» EXERCISE DESCRIPTION
Reproduce the entries word for word, and omit any picture you find in them.

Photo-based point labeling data
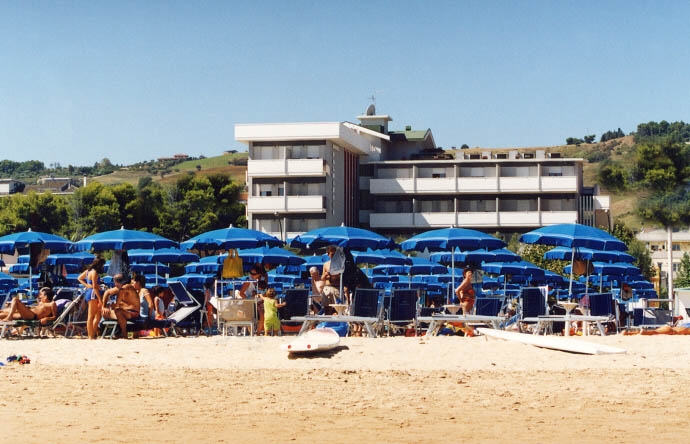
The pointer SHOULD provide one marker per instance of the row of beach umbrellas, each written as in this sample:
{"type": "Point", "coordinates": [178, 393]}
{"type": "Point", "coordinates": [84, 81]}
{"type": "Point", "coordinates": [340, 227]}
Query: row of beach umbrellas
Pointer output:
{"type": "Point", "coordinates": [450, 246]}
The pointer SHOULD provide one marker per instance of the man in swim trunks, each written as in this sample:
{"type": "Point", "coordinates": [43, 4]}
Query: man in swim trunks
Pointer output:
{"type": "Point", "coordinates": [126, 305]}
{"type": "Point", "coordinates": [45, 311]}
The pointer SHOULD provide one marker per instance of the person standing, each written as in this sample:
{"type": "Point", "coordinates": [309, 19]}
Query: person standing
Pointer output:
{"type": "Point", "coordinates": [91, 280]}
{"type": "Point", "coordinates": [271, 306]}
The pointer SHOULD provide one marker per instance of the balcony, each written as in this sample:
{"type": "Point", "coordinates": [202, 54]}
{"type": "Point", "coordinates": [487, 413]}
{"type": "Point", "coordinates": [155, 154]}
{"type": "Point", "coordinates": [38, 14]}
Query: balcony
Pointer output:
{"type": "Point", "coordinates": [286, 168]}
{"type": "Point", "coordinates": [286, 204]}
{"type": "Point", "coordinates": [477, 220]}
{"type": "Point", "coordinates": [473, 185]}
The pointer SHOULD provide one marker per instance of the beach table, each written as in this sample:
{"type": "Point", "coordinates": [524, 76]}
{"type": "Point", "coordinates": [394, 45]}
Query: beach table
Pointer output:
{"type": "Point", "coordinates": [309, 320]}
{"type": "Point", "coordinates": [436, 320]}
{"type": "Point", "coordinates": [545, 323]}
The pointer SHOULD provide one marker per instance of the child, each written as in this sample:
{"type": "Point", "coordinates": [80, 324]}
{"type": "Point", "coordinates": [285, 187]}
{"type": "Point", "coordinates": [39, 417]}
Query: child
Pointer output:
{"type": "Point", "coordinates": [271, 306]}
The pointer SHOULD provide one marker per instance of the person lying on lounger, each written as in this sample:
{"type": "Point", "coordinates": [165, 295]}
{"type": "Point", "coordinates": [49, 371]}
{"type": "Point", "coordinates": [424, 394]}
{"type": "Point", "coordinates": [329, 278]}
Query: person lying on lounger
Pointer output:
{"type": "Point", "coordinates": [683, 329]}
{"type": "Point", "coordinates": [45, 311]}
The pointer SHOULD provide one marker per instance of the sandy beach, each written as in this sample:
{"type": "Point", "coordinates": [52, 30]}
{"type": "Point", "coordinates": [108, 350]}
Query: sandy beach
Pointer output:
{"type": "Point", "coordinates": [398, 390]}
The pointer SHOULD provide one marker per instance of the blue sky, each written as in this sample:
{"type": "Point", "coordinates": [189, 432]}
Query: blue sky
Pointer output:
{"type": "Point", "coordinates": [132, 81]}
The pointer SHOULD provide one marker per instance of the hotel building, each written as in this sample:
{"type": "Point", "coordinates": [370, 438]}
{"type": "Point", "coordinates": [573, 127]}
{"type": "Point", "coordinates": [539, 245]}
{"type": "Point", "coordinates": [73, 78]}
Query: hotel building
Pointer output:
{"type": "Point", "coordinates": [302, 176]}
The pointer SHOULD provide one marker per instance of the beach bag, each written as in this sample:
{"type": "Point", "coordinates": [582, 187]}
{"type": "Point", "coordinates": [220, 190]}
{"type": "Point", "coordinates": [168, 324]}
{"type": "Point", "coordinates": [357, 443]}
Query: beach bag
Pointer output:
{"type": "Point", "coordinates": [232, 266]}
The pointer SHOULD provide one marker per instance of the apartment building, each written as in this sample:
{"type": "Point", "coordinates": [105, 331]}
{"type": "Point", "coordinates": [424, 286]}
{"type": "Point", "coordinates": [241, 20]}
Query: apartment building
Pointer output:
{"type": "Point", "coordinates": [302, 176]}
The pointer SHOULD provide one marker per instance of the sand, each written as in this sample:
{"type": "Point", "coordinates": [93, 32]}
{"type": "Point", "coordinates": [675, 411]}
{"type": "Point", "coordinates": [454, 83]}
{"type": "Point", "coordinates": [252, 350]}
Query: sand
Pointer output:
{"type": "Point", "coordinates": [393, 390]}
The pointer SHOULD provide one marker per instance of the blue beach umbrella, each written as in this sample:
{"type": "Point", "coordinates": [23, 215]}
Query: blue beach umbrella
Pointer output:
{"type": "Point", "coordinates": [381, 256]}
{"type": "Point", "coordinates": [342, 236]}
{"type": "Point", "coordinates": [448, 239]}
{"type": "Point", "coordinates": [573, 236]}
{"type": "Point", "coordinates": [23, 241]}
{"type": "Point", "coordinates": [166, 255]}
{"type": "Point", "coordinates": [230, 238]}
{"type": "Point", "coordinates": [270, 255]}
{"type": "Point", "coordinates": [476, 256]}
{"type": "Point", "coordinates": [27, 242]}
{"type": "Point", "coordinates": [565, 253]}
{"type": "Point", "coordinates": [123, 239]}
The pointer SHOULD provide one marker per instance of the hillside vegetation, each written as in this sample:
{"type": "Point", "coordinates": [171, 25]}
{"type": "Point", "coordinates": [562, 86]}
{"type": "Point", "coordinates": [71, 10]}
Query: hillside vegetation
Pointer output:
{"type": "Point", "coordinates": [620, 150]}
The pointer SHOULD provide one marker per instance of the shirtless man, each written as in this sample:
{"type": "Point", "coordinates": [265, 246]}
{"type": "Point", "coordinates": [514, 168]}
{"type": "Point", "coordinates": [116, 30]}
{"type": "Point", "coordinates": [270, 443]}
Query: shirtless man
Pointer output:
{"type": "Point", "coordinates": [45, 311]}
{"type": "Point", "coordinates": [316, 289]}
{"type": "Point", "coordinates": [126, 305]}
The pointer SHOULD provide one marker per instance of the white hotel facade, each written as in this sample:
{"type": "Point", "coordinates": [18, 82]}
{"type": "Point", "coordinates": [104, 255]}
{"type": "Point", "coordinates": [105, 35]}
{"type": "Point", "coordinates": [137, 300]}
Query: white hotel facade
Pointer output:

» RESPONSE FOR THIS EXERCISE
The pointer SHOULD provide one marker per instance of the row of beach umbrellas, each written as in this sample:
{"type": "Point", "coordinates": [178, 393]}
{"type": "Point", "coordinates": [84, 81]}
{"type": "Point", "coordinates": [340, 227]}
Query: row of beach umbrellas
Pointer output:
{"type": "Point", "coordinates": [450, 246]}
The pointer SHOULD provide one marker per instance of the man in swim trunks, each written as in this sample:
{"type": "Point", "coordinates": [43, 4]}
Query: man in swim trunks
Pointer output:
{"type": "Point", "coordinates": [126, 305]}
{"type": "Point", "coordinates": [45, 311]}
The pointer SHOULD provide one marker per instance of the person standing, each written as in this sample:
{"type": "Point", "coordinates": [309, 19]}
Query: person standing
Pointer output:
{"type": "Point", "coordinates": [91, 280]}
{"type": "Point", "coordinates": [271, 306]}
The pointer SHOULD provide one marker per instance of the balcony, each written as in this sample:
{"type": "Point", "coordinates": [202, 54]}
{"type": "Point", "coordinates": [487, 413]}
{"type": "Point", "coordinates": [155, 154]}
{"type": "Point", "coordinates": [38, 14]}
Query: balcony
Pointer output:
{"type": "Point", "coordinates": [286, 168]}
{"type": "Point", "coordinates": [286, 204]}
{"type": "Point", "coordinates": [477, 220]}
{"type": "Point", "coordinates": [473, 185]}
The pointer SHOULD provide one marker per instance of the beach table, each written as in this sample:
{"type": "Point", "coordinates": [524, 76]}
{"type": "Point", "coordinates": [394, 45]}
Query: beach table
Pointer output:
{"type": "Point", "coordinates": [309, 320]}
{"type": "Point", "coordinates": [436, 320]}
{"type": "Point", "coordinates": [545, 323]}
The pointer SHOULD provide one marker per instance of the child, each written as in this sample:
{"type": "Point", "coordinates": [80, 324]}
{"type": "Point", "coordinates": [285, 187]}
{"type": "Point", "coordinates": [39, 417]}
Query: child
Pointer output:
{"type": "Point", "coordinates": [271, 306]}
The pointer SHOULD provide one marker per instance of the person lying on lounger, each written as in this sample:
{"type": "Point", "coordinates": [165, 295]}
{"type": "Point", "coordinates": [49, 371]}
{"type": "Point", "coordinates": [424, 394]}
{"type": "Point", "coordinates": [329, 278]}
Query: person lying on lounger
Pointer output:
{"type": "Point", "coordinates": [683, 329]}
{"type": "Point", "coordinates": [45, 311]}
The pointer SHOULD provide one marker per instance of the sandy beach, each written as in this sample:
{"type": "Point", "coordinates": [52, 30]}
{"type": "Point", "coordinates": [108, 350]}
Query: sandy beach
Pointer output:
{"type": "Point", "coordinates": [398, 390]}
The pointer SHOULD provide one marker per instance of the blue sky, each written as in this sample:
{"type": "Point", "coordinates": [189, 432]}
Query: blue sky
Pointer output:
{"type": "Point", "coordinates": [132, 81]}
The pointer SHOULD provide one marker per instance of the hotel building, each written as in this sample:
{"type": "Point", "coordinates": [370, 438]}
{"type": "Point", "coordinates": [573, 127]}
{"type": "Point", "coordinates": [539, 245]}
{"type": "Point", "coordinates": [73, 78]}
Query: hotel building
Pointer output:
{"type": "Point", "coordinates": [302, 176]}
The pointer SHOULD provide one marker per instance of the beach bag, each written as in this sample:
{"type": "Point", "coordinates": [582, 187]}
{"type": "Point", "coordinates": [220, 190]}
{"type": "Point", "coordinates": [168, 324]}
{"type": "Point", "coordinates": [357, 443]}
Query: beach bag
Pointer output:
{"type": "Point", "coordinates": [232, 266]}
The pointer SHOULD provide one marker per instance of the apartment building, each written as in this sample:
{"type": "Point", "coordinates": [105, 331]}
{"type": "Point", "coordinates": [424, 286]}
{"type": "Point", "coordinates": [241, 20]}
Query: apartment building
Pointer output:
{"type": "Point", "coordinates": [302, 176]}
The pointer SHOULD provide one marker per instance of the sand, each written as in this sample:
{"type": "Point", "coordinates": [93, 32]}
{"type": "Point", "coordinates": [675, 411]}
{"type": "Point", "coordinates": [454, 83]}
{"type": "Point", "coordinates": [252, 350]}
Query: sand
Pointer output:
{"type": "Point", "coordinates": [393, 390]}
The pointer SHOULD provide one marker per instance of the blue beach umbrella, each written as in this sample:
{"type": "Point", "coordinates": [23, 215]}
Query: blue beach umbrella
Pointer output:
{"type": "Point", "coordinates": [381, 256]}
{"type": "Point", "coordinates": [342, 236]}
{"type": "Point", "coordinates": [448, 239]}
{"type": "Point", "coordinates": [573, 236]}
{"type": "Point", "coordinates": [23, 241]}
{"type": "Point", "coordinates": [166, 255]}
{"type": "Point", "coordinates": [230, 238]}
{"type": "Point", "coordinates": [270, 255]}
{"type": "Point", "coordinates": [476, 256]}
{"type": "Point", "coordinates": [27, 242]}
{"type": "Point", "coordinates": [565, 253]}
{"type": "Point", "coordinates": [123, 239]}
The pointer SHOULD provide one marker per instance of the hillside vegetation, each written as in this sample:
{"type": "Point", "coordinates": [171, 25]}
{"type": "Point", "coordinates": [562, 86]}
{"type": "Point", "coordinates": [71, 10]}
Query: hillside vegetation
Pointer output:
{"type": "Point", "coordinates": [620, 150]}
The pointer SHOULD provide one marker per instance of the shirtless man, each written as in this sample:
{"type": "Point", "coordinates": [265, 246]}
{"type": "Point", "coordinates": [514, 168]}
{"type": "Point", "coordinates": [116, 30]}
{"type": "Point", "coordinates": [270, 443]}
Query: shirtless man
Pointer output:
{"type": "Point", "coordinates": [45, 311]}
{"type": "Point", "coordinates": [316, 289]}
{"type": "Point", "coordinates": [126, 305]}
The pointer SHOULD provide one marker per instance of the white hotel facade, each written as in this sample:
{"type": "Point", "coordinates": [18, 82]}
{"type": "Point", "coordinates": [104, 255]}
{"type": "Point", "coordinates": [105, 35]}
{"type": "Point", "coordinates": [137, 300]}
Query: white hotel facade
Pointer output:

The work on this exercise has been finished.